Goal of the exercise. If pictures are present, leave them out, and copy the data word for word.

Given data.
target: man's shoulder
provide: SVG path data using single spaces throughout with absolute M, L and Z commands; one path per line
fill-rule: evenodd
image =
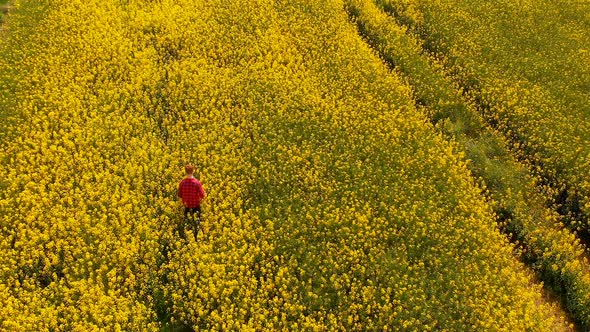
M 182 179 L 182 181 L 180 181 L 180 183 L 198 183 L 200 184 L 201 182 L 199 180 L 197 180 L 196 178 L 184 178 Z

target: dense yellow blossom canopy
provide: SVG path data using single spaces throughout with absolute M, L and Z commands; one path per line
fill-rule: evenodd
M 1 329 L 556 324 L 342 1 L 17 0 L 9 24 Z

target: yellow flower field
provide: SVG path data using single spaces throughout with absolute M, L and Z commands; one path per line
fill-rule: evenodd
M 564 216 L 548 201 L 525 165 L 510 153 L 506 139 L 486 126 L 477 106 L 461 96 L 444 66 L 422 52 L 422 42 L 372 1 L 348 0 L 347 10 L 367 41 L 390 66 L 406 77 L 415 99 L 436 128 L 455 139 L 481 177 L 503 233 L 522 246 L 519 251 L 537 276 L 564 299 L 578 327 L 590 324 L 590 265 L 586 246 L 564 227 Z M 515 242 L 516 242 L 515 241 Z
M 590 2 L 375 0 L 424 38 L 590 234 Z
M 7 24 L 1 330 L 567 330 L 343 1 L 16 0 Z

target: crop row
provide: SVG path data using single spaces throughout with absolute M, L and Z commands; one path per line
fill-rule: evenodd
M 584 246 L 544 207 L 535 181 L 511 157 L 502 137 L 486 128 L 474 105 L 445 77 L 443 66 L 423 54 L 420 42 L 405 28 L 370 1 L 351 0 L 347 6 L 380 55 L 406 75 L 436 127 L 463 147 L 469 168 L 495 201 L 505 232 L 524 243 L 527 259 L 542 280 L 563 292 L 567 309 L 581 326 L 589 324 L 590 269 Z
M 486 120 L 548 184 L 546 195 L 571 226 L 588 234 L 588 3 L 377 2 L 444 59 Z

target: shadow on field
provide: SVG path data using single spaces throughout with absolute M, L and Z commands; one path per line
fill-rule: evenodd
M 0 31 L 3 30 L 4 16 L 8 15 L 8 12 L 12 9 L 12 6 L 6 4 L 0 0 Z

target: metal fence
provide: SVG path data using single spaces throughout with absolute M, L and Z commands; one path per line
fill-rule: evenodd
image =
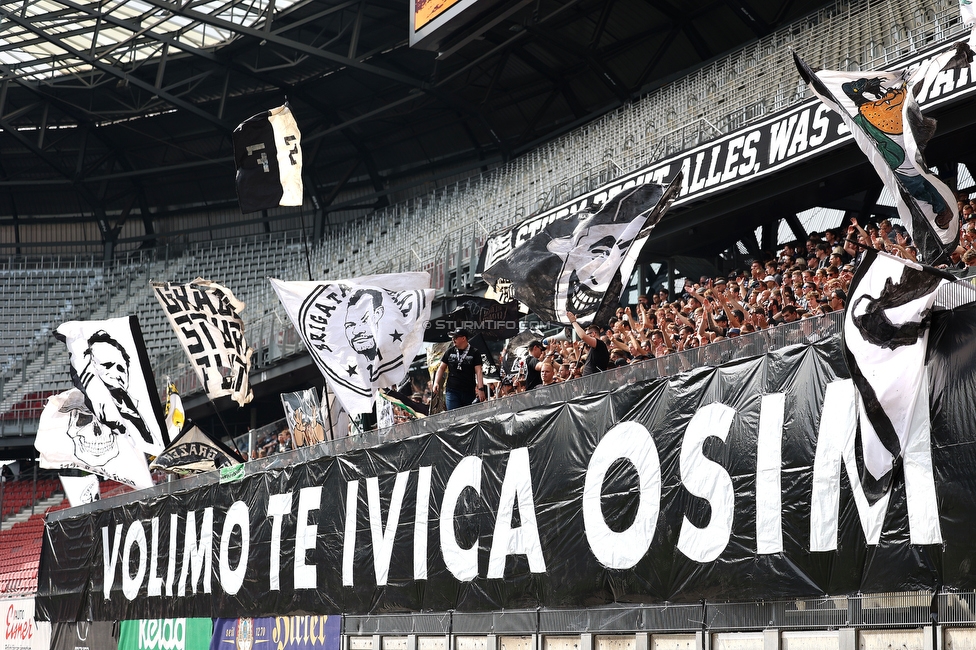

Output.
target: man's shoulder
provide: SVG path data using single spaces throughout with absolute M, L and Z commands; one path per line
fill-rule: evenodd
image =
M 182 179 L 182 181 L 180 181 L 180 183 L 198 183 L 200 184 L 201 182 L 199 180 L 197 180 L 196 178 L 184 178 Z

target: dense yellow blossom canopy
provide: SVG path data using single spaces throughout with absolute M, L and Z commands; one path per line
fill-rule: evenodd
M 1 329 L 556 324 L 342 1 L 17 0 L 9 24 Z

target: yellow flower field
provide: SVG path data using single spaces throughout with absolute M, L and Z commands; one path per line
fill-rule: evenodd
M 564 216 L 548 201 L 525 165 L 510 153 L 506 139 L 486 126 L 477 106 L 461 96 L 444 66 L 422 52 L 422 42 L 372 1 L 348 0 L 347 10 L 367 41 L 390 66 L 406 77 L 415 99 L 436 128 L 455 139 L 481 177 L 503 233 L 522 246 L 519 251 L 537 276 L 564 299 L 578 327 L 590 324 L 590 265 L 586 246 L 564 227 Z M 515 242 L 516 242 L 515 241 Z
M 590 2 L 375 0 L 424 38 L 590 234 Z
M 7 24 L 1 330 L 567 330 L 343 1 L 16 0 Z

target: crop row
provide: SVG path data using single spaces throughout with absolute M, L and Z commands; one path per line
fill-rule: evenodd
M 584 246 L 544 207 L 535 181 L 511 157 L 502 137 L 486 128 L 474 105 L 445 77 L 443 66 L 423 54 L 420 42 L 405 28 L 370 1 L 351 0 L 347 6 L 380 55 L 406 75 L 436 127 L 463 147 L 469 168 L 495 201 L 505 232 L 524 243 L 527 259 L 542 280 L 563 292 L 567 309 L 581 326 L 589 324 L 590 269 Z
M 486 120 L 548 184 L 546 195 L 571 226 L 588 234 L 588 3 L 377 2 L 444 59 Z

target: shadow on field
provide: SVG path data using single spaces throughout with absolute M, L and Z commands; one path per line
fill-rule: evenodd
M 0 31 L 3 30 L 4 16 L 8 15 L 8 12 L 12 9 L 12 6 L 6 4 L 0 0 Z

target: metal fence
provide: SVG path data using single spaces throughout with absolute M, L and Z commands; one path per line
fill-rule: evenodd
image =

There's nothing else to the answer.